YOUR ASSIGNMENT: Reproduce the entries verbatim; no pictures.
══ THE DATA ══
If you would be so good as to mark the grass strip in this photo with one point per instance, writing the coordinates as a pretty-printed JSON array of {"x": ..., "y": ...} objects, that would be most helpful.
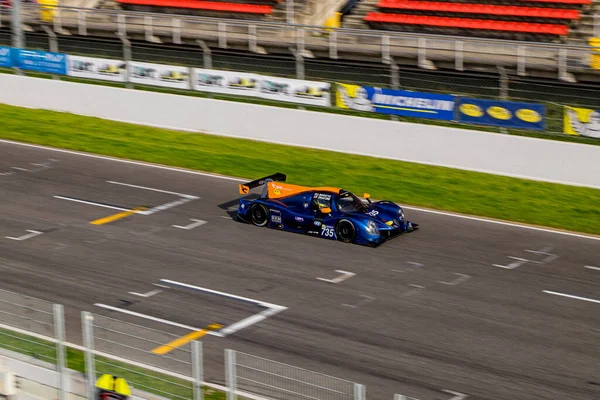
[
  {"x": 505, "y": 198},
  {"x": 139, "y": 378}
]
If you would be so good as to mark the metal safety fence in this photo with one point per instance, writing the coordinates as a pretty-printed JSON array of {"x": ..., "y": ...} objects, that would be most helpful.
[
  {"x": 24, "y": 324},
  {"x": 506, "y": 84},
  {"x": 154, "y": 363},
  {"x": 275, "y": 380}
]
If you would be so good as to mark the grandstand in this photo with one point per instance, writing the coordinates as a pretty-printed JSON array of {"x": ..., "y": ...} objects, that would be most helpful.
[{"x": 559, "y": 21}]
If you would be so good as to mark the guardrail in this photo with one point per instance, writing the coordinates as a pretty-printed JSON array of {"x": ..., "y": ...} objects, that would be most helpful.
[
  {"x": 36, "y": 327},
  {"x": 562, "y": 61}
]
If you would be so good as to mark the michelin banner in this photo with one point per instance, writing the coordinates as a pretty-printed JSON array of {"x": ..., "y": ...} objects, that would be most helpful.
[
  {"x": 397, "y": 102},
  {"x": 159, "y": 75},
  {"x": 506, "y": 114},
  {"x": 97, "y": 68},
  {"x": 5, "y": 57},
  {"x": 582, "y": 122},
  {"x": 266, "y": 87},
  {"x": 40, "y": 61}
]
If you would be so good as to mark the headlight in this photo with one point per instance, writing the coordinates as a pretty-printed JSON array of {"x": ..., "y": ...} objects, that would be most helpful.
[{"x": 372, "y": 228}]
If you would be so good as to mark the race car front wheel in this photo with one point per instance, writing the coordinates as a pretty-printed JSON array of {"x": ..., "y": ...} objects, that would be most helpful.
[
  {"x": 345, "y": 231},
  {"x": 259, "y": 215}
]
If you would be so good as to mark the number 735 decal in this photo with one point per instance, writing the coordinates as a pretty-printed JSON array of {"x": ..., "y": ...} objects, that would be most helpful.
[{"x": 327, "y": 231}]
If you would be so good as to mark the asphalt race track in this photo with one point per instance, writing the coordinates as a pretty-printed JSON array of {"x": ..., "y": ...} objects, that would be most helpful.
[{"x": 427, "y": 314}]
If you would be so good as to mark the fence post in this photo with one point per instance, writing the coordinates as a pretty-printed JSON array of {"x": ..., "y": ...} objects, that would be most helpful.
[
  {"x": 17, "y": 27},
  {"x": 206, "y": 54},
  {"x": 359, "y": 392},
  {"x": 59, "y": 334},
  {"x": 126, "y": 57},
  {"x": 87, "y": 321},
  {"x": 197, "y": 370},
  {"x": 230, "y": 374},
  {"x": 503, "y": 83}
]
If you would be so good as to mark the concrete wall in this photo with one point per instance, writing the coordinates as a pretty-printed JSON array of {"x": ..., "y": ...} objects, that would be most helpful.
[{"x": 538, "y": 159}]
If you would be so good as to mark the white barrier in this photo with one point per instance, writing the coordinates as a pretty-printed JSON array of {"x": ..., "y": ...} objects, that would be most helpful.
[{"x": 529, "y": 158}]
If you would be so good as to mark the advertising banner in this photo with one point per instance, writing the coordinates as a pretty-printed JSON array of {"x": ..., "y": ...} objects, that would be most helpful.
[
  {"x": 226, "y": 82},
  {"x": 396, "y": 102},
  {"x": 97, "y": 68},
  {"x": 582, "y": 121},
  {"x": 266, "y": 87},
  {"x": 40, "y": 61},
  {"x": 5, "y": 57},
  {"x": 296, "y": 91},
  {"x": 159, "y": 75},
  {"x": 507, "y": 114}
]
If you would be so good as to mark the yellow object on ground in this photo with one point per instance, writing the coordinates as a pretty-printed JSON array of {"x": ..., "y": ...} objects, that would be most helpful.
[
  {"x": 595, "y": 59},
  {"x": 113, "y": 384}
]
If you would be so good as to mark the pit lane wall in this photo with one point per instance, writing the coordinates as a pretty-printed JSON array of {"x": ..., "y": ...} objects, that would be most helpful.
[{"x": 537, "y": 159}]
═══
RESULT OF THE TASK:
If you would be so good as to mark the grass strip in this photo with one point per instance, writing the coordinates as a pretty-printed JSON array of {"x": ..., "y": ...} objects, that would be most helpful.
[
  {"x": 505, "y": 198},
  {"x": 139, "y": 378}
]
If you would be so good as to mark the metal safety fence in this photo with one point per instance, writing the coordinates as a pretty-printed JSON array of {"x": ..., "y": ...} objects, that would be most helpful.
[
  {"x": 24, "y": 324},
  {"x": 506, "y": 84},
  {"x": 154, "y": 363},
  {"x": 275, "y": 380}
]
If you would be so good as to mark the grandstand in this photo with one point per instance, writing the coordinates as a pretty-printed JSON array of {"x": ..., "y": ...} objects, that would be most helpful.
[{"x": 559, "y": 21}]
If you would be so good as to mark the guardrail in this photo with one point per instance, writing the coordinates as a pretty-printed JSON array of {"x": ..., "y": ...} objects, that would be most helpful.
[
  {"x": 36, "y": 327},
  {"x": 562, "y": 61}
]
If you would be so good as to mark the michelin banner in this photo with one point per instance, writing the coordinates as a pretty-printed JSON array of {"x": ..., "y": ...} objects, that would be most helpful.
[
  {"x": 397, "y": 102},
  {"x": 159, "y": 75},
  {"x": 506, "y": 114},
  {"x": 97, "y": 68},
  {"x": 5, "y": 57},
  {"x": 582, "y": 122},
  {"x": 266, "y": 87},
  {"x": 40, "y": 61}
]
If you would be so good as to mark the headlight in this photo with one point per instance, writing the coordinates as a pretty-printed JSON array of {"x": ..., "y": ...} objects, that would be most helpful.
[{"x": 372, "y": 228}]
If you would be so good as to mark the race car front wheel in this photo with one point per instance, writing the coordinates as a pretty-printed JSON array of {"x": ..., "y": ...} objects, that would be most helpful.
[
  {"x": 345, "y": 231},
  {"x": 259, "y": 215}
]
If you would be so good as to mark the number 735 decal in this photo with one point per instance, writing the coordinates as a pretty-printed JSON array of {"x": ..., "y": ...} objects, that would be most helpful.
[{"x": 327, "y": 231}]
If you would be so good as to mark the asphalt race track in this photo with one point per instance, writing the coordinates as a pretty-printed JSON array of {"x": ..., "y": ...} objects, that would be most helpful.
[{"x": 427, "y": 314}]
If you would be so good as to mark the fence post in this photo with one point per instance, writing the coordinates as a pretty-printed JSON array of {"x": ..., "y": ...} objects, that would be most helpful.
[
  {"x": 17, "y": 27},
  {"x": 206, "y": 54},
  {"x": 359, "y": 392},
  {"x": 59, "y": 334},
  {"x": 126, "y": 57},
  {"x": 87, "y": 321},
  {"x": 197, "y": 370},
  {"x": 230, "y": 374},
  {"x": 503, "y": 83}
]
If you would be so good as to mark the concrete wall in this photo with one point per instance, writing the coordinates as a pretty-printed JSON array of {"x": ..., "y": ...} objects, that would be most helpful.
[{"x": 538, "y": 159}]
If you would be so good as to mark the white barrier in this photo with one point per instance, writing the coordinates as a pretty-printed JSON array of {"x": ..., "y": ...} objects, that would be most helpful.
[{"x": 529, "y": 158}]
If you would be so good as to mark the advertising banner in this photo with one point per instance, writing the coordinates as a pretty-printed JSON array of {"x": ..., "y": ...} objects, that would be most helpful.
[
  {"x": 226, "y": 82},
  {"x": 396, "y": 102},
  {"x": 97, "y": 68},
  {"x": 582, "y": 121},
  {"x": 266, "y": 87},
  {"x": 40, "y": 61},
  {"x": 5, "y": 57},
  {"x": 296, "y": 91},
  {"x": 159, "y": 75},
  {"x": 507, "y": 114}
]
If you would be so good as to mark the yellow object on ground in this photo with one point per instance, writing the coordinates as a pretty-printed JSON array of {"x": ..., "y": ...} objects, that would be most helpful.
[
  {"x": 595, "y": 59},
  {"x": 113, "y": 384}
]
If you would be so good as to mark the pit lane wall in this photo with one point per instance, writing the coordinates as a pretty-printed JSON array of {"x": ..., "y": ...} objects, that would be most helpful.
[{"x": 537, "y": 159}]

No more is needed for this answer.